>>>

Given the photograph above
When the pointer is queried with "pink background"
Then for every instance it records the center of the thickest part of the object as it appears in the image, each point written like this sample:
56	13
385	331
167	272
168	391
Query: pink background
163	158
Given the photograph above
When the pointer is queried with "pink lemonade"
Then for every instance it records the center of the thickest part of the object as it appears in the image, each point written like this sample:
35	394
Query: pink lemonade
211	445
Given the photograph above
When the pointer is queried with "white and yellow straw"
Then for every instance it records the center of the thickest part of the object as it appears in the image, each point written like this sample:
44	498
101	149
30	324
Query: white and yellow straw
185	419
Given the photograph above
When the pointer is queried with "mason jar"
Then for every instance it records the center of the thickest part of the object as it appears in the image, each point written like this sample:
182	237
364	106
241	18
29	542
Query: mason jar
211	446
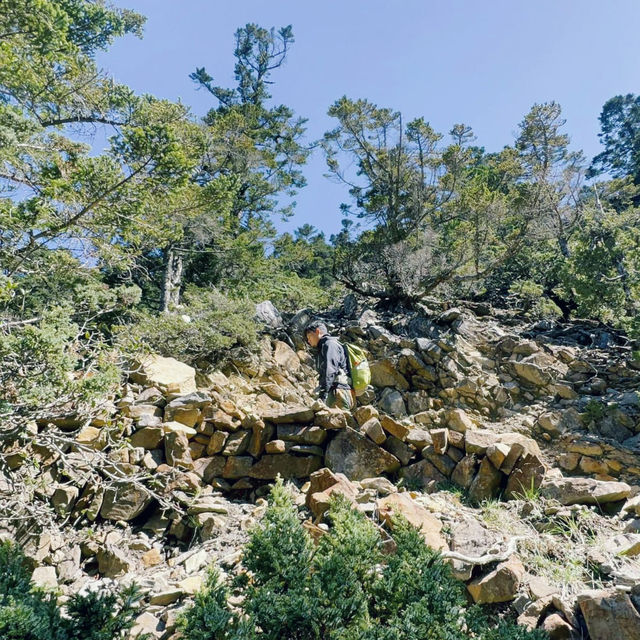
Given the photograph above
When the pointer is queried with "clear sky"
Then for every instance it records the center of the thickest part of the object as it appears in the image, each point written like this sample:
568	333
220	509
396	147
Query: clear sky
481	63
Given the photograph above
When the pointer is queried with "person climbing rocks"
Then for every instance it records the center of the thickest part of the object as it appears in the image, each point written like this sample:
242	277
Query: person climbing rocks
333	367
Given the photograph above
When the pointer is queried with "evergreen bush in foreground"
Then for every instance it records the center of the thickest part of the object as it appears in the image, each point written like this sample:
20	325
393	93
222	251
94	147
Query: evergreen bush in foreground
31	613
344	588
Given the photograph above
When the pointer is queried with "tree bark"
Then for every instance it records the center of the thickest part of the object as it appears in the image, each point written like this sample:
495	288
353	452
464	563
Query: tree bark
172	279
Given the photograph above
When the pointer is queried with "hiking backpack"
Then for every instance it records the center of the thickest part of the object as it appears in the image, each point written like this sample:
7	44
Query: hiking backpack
360	371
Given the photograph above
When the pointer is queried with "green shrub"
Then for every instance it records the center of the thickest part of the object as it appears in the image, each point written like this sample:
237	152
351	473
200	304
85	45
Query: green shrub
344	588
31	613
205	331
531	296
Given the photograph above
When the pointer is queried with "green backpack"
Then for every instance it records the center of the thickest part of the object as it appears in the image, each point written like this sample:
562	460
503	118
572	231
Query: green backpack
360	371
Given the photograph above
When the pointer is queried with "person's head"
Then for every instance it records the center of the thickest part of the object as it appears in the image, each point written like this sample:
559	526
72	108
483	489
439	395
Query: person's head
314	331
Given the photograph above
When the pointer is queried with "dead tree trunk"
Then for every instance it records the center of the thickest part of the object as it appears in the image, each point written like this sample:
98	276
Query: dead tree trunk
172	279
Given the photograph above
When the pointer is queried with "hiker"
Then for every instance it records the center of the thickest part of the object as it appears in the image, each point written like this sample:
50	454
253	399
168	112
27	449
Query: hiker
333	367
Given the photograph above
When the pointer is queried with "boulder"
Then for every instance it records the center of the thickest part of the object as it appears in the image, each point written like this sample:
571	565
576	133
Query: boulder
289	414
394	427
500	585
392	402
64	498
208	504
332	419
285	356
114	561
363	414
557	627
178	427
167	374
237	467
404	452
124	500
418	516
323	485
301	435
176	450
464	472
469	538
527	475
385	374
45	577
357	457
216	442
444	464
419	438
237	443
382	486
209	468
570	491
497	453
458	420
486	484
479	440
147	437
609	614
267	314
422	474
286	465
373	429
530	372
440	439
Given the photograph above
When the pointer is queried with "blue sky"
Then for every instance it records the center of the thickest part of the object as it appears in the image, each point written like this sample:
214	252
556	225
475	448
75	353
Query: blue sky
481	63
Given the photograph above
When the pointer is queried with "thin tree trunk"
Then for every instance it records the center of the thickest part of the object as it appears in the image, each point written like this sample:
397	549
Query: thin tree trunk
172	279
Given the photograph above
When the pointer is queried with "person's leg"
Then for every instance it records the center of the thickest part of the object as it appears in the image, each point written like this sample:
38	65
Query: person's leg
341	399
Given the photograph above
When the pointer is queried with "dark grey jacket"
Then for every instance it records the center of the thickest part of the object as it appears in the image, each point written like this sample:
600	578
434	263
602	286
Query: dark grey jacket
332	360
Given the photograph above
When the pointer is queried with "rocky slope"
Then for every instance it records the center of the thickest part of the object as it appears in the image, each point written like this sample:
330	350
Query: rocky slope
515	448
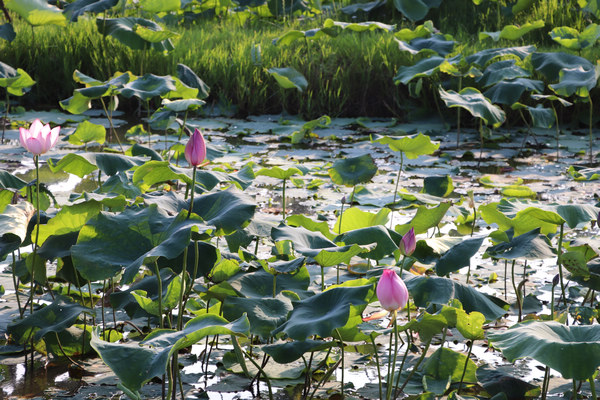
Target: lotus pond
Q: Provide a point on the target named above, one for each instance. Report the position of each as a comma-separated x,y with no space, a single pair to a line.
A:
282,248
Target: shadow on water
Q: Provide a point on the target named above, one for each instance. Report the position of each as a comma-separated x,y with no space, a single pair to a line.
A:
18,382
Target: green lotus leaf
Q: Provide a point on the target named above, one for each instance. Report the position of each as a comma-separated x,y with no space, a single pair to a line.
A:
56,317
473,101
259,284
427,290
323,312
436,44
190,79
446,364
264,314
280,173
359,26
227,210
424,219
152,355
540,117
354,218
550,64
88,132
37,12
439,186
530,246
378,234
415,10
352,171
573,351
483,57
14,221
7,32
412,146
123,29
572,39
289,78
314,226
500,71
159,6
9,181
509,91
577,81
85,163
287,352
513,32
458,256
422,68
77,8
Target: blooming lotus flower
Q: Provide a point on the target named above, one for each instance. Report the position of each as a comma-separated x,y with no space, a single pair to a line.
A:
391,291
39,138
195,149
408,243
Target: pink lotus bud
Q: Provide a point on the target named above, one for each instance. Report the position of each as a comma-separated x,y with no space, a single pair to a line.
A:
195,149
391,291
408,243
38,139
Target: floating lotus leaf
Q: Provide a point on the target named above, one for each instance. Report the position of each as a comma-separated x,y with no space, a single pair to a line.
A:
458,256
436,290
152,355
411,146
77,8
483,57
56,317
123,29
322,313
264,314
573,351
473,101
37,12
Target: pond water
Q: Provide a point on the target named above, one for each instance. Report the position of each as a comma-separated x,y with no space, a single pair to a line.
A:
263,141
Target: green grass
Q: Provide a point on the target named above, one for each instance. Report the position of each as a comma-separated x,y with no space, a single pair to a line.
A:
348,75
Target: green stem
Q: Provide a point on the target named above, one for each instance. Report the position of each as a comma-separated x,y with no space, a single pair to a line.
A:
193,190
378,367
559,262
160,310
462,378
396,188
283,199
593,387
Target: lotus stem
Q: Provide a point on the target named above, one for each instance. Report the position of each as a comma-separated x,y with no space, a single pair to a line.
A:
159,281
396,188
591,136
193,190
593,387
559,262
378,367
283,199
462,378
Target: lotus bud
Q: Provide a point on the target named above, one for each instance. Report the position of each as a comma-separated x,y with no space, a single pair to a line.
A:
391,291
195,149
408,243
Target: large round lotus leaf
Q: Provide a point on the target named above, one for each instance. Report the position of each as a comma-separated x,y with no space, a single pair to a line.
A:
352,171
324,312
264,314
574,351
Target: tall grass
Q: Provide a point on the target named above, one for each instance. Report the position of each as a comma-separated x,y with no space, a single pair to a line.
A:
348,75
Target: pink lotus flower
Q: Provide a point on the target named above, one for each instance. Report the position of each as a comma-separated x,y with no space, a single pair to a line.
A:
195,149
38,139
391,291
408,244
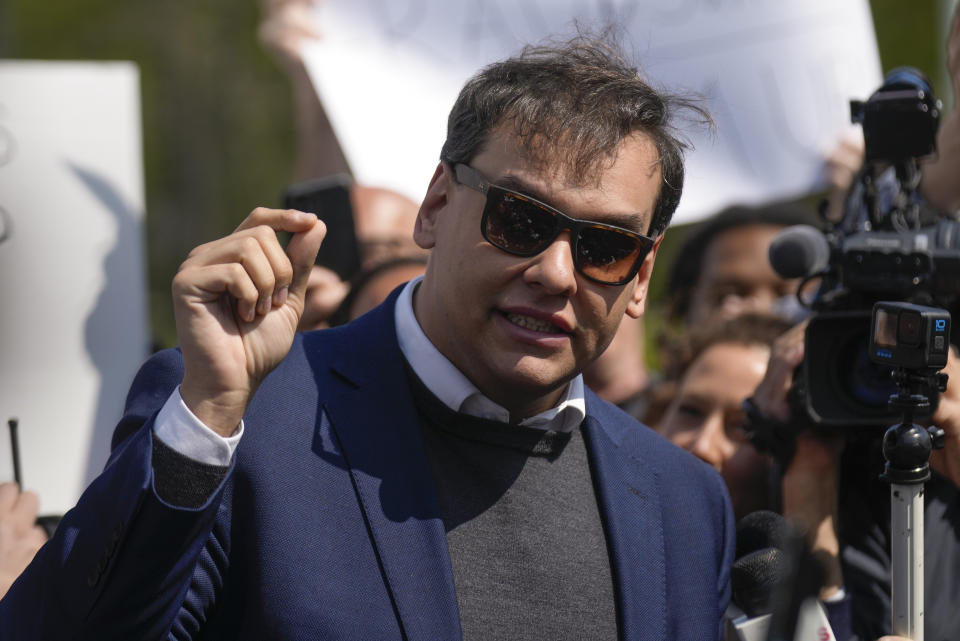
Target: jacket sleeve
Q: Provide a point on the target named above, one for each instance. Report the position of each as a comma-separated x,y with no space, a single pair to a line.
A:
122,560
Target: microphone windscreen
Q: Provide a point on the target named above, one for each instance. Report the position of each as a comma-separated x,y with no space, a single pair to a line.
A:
755,576
762,529
799,251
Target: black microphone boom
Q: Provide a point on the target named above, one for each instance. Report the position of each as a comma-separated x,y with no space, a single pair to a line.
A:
799,251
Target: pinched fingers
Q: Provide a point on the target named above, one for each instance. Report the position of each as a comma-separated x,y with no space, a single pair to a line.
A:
250,264
18,509
308,234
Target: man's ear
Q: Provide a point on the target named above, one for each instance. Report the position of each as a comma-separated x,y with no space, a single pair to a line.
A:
638,301
425,229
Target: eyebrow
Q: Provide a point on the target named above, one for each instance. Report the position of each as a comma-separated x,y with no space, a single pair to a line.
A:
624,221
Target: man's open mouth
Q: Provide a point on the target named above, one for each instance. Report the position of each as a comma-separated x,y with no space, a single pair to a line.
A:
535,324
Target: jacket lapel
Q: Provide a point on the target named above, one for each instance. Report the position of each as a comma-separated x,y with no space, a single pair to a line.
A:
629,502
377,425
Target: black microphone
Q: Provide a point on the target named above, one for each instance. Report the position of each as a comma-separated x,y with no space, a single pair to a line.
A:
799,251
766,576
761,563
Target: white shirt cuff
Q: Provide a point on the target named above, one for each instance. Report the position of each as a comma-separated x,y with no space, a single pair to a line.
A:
183,432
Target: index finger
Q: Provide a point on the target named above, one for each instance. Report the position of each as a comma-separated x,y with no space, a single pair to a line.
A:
289,220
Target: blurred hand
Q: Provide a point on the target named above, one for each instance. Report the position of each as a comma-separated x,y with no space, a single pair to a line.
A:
325,292
843,161
939,183
237,303
947,417
284,27
20,538
786,354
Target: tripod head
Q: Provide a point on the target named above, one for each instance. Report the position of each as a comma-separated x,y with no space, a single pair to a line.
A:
906,445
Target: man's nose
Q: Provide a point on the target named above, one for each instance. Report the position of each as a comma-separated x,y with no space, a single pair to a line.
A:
553,268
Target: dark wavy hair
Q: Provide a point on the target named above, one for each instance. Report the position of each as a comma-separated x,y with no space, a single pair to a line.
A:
574,103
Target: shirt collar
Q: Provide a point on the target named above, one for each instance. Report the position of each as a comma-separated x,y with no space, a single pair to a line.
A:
456,391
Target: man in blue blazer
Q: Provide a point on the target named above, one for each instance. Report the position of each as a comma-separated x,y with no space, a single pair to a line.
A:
436,469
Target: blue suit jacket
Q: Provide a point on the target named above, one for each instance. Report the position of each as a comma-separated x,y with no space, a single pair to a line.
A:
327,525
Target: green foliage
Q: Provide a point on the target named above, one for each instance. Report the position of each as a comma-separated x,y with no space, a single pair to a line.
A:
218,136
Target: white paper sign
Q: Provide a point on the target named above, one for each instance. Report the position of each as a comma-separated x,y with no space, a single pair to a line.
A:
777,76
73,321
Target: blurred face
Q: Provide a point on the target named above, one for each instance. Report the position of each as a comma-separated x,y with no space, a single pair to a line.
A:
705,418
379,287
737,277
521,327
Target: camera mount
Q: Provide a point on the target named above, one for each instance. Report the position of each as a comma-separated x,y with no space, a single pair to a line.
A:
906,448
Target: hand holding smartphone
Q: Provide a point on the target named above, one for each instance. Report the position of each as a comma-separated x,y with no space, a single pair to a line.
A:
329,199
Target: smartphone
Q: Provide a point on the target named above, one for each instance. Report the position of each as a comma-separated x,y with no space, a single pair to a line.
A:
329,199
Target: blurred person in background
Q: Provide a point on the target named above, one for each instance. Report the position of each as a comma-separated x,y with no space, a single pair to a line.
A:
383,218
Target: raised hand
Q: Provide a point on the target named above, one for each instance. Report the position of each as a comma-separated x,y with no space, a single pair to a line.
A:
20,538
237,302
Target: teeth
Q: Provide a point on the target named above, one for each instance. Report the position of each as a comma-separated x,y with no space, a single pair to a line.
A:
533,323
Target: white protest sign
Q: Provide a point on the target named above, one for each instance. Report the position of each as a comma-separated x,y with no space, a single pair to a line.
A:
73,324
777,76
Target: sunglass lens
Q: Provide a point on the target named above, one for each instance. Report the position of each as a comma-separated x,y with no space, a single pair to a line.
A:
518,225
607,255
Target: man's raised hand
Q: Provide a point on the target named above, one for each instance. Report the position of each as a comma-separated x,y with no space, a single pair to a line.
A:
237,302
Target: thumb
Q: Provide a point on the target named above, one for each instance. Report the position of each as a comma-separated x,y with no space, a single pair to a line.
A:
302,251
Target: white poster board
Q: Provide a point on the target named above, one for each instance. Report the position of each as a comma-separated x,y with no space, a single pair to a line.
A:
73,324
777,76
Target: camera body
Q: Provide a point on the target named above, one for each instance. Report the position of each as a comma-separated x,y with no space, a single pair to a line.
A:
888,247
912,337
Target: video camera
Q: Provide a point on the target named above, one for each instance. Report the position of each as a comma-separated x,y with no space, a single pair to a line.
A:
888,246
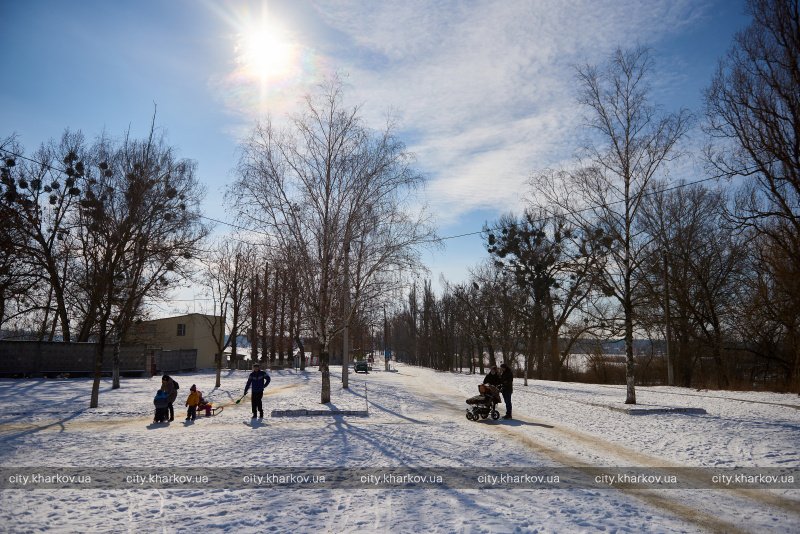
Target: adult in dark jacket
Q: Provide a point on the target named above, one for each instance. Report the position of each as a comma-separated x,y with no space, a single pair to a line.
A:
259,380
493,378
507,379
171,387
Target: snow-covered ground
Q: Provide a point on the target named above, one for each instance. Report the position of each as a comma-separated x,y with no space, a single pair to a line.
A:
416,420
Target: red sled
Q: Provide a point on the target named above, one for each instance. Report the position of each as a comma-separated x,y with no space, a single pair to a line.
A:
209,409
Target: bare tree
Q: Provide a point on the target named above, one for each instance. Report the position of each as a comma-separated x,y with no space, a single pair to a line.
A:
41,194
138,227
632,143
325,184
753,111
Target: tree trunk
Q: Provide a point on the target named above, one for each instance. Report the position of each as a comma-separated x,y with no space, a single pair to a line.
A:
98,366
326,375
630,363
218,365
254,319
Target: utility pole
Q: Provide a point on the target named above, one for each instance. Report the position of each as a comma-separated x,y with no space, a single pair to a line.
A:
385,340
670,372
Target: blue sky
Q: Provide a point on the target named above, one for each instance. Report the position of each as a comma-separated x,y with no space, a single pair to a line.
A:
484,90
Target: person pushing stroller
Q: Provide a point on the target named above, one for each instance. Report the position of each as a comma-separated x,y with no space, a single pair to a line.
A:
485,404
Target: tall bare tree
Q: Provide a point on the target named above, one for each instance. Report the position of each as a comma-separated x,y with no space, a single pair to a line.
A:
753,111
138,227
631,144
325,183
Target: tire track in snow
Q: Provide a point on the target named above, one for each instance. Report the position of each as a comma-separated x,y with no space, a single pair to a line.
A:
692,514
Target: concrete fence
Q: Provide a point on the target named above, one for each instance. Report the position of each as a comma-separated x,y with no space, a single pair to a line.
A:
40,358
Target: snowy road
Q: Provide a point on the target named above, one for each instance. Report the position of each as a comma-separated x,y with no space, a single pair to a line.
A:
416,419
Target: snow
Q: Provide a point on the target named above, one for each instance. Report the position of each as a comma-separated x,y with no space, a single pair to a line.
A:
416,419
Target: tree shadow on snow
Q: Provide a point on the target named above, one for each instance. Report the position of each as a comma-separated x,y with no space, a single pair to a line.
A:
517,423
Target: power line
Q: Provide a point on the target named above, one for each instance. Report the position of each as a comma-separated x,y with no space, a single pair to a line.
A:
743,172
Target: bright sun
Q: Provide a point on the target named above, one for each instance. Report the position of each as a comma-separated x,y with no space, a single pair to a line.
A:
267,52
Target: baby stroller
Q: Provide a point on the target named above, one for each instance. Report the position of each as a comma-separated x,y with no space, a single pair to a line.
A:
161,402
485,404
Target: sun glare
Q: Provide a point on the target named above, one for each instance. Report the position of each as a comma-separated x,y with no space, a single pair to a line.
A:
267,52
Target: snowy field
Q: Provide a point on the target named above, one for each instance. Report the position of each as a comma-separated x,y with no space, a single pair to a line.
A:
416,420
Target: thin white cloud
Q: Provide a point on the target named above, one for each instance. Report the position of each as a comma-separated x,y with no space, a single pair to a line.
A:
485,89
488,87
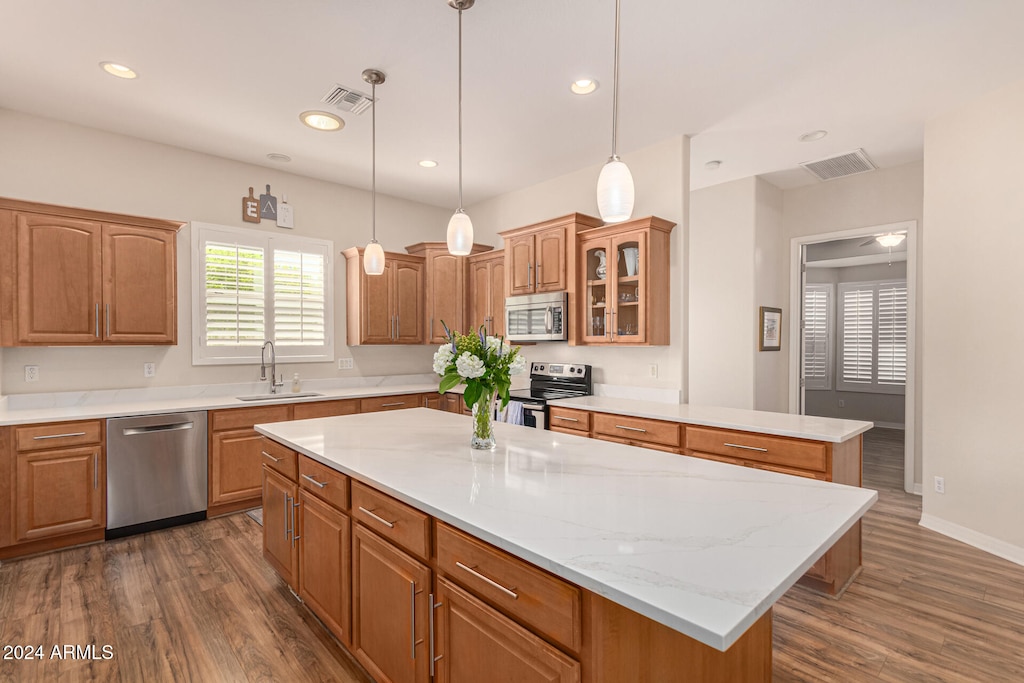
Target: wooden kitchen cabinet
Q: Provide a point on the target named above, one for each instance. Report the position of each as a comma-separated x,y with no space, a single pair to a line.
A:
624,284
86,278
445,289
486,292
387,308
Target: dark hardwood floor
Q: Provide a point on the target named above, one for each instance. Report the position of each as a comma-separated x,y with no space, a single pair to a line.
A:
199,603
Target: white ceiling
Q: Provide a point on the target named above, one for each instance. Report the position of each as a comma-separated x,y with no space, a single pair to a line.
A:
744,77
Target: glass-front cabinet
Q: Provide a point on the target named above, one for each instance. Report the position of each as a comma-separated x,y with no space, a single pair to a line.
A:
624,283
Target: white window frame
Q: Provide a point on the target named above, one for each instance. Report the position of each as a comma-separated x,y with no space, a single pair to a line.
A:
872,386
204,354
821,383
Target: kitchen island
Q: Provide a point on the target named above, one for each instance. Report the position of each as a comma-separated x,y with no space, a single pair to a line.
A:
694,549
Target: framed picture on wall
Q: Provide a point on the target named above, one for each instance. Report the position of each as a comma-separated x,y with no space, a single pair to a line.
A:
771,329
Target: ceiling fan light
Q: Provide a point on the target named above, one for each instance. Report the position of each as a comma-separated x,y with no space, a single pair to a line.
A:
614,191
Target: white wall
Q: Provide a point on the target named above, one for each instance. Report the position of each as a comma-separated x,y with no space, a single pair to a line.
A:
660,176
974,322
57,163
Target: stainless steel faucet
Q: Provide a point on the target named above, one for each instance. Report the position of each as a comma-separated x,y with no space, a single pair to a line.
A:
273,368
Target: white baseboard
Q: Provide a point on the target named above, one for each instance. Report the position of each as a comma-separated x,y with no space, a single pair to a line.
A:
996,547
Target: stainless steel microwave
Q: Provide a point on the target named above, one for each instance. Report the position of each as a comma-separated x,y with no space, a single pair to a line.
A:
537,316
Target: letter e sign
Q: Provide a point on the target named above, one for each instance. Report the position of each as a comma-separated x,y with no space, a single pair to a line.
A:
250,208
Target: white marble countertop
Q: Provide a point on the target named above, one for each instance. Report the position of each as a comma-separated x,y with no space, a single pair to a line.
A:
701,547
779,424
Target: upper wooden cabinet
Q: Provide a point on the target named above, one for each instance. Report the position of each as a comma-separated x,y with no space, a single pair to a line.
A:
624,283
79,276
445,291
540,258
486,291
385,308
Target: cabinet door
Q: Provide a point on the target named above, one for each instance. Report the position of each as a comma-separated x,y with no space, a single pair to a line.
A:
390,593
550,260
280,549
58,492
519,262
473,641
325,549
408,303
235,466
139,294
58,280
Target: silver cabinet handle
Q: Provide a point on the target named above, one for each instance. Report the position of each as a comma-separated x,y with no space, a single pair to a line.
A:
377,517
632,429
507,591
747,447
306,476
42,436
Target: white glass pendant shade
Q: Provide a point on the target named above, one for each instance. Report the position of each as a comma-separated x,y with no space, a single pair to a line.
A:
373,259
460,235
614,191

<<<

YOUR GOAL.
Quote only the lines from the line containing "Target: white marble countertop" through the end of the listing, please, keeping both the first and the last line.

RESULT FOR THIS EXERCISE.
Target: white marble countertop
Q: Provide a point on the target named above, one for each instance. Report the position of each as a comma-separated x,y with no space, a single pair to a line.
A:
701,547
779,424
Target: upper wooden cabinet
Q: Provide a point on the target named above, one for each instance. Report the position of each as a comma-separated x,y with no space, a single pair to a line.
A:
624,283
79,276
445,291
540,258
486,291
385,308
Target: cabinet door
Q: Provide a point on the target named above, one for each instance. Report the position of each as a comma-separated x,y with no space, a single pair to a line.
A:
390,593
550,260
280,549
58,492
519,262
473,641
325,549
408,303
235,466
139,294
58,280
Target: silver cabinet handle
Q: Provide a point on the target named above, one for each instance. Report the position of each as a comma-separated x,y with no space, a single pair to a line.
A:
377,517
632,429
507,591
747,447
306,476
42,436
Target: white glass pendant shade
Q: Provide a point on the target named above, one for each instance. Report the position of each as a comma-separated x,y with no space, a single pair to a line.
A:
373,259
460,235
614,191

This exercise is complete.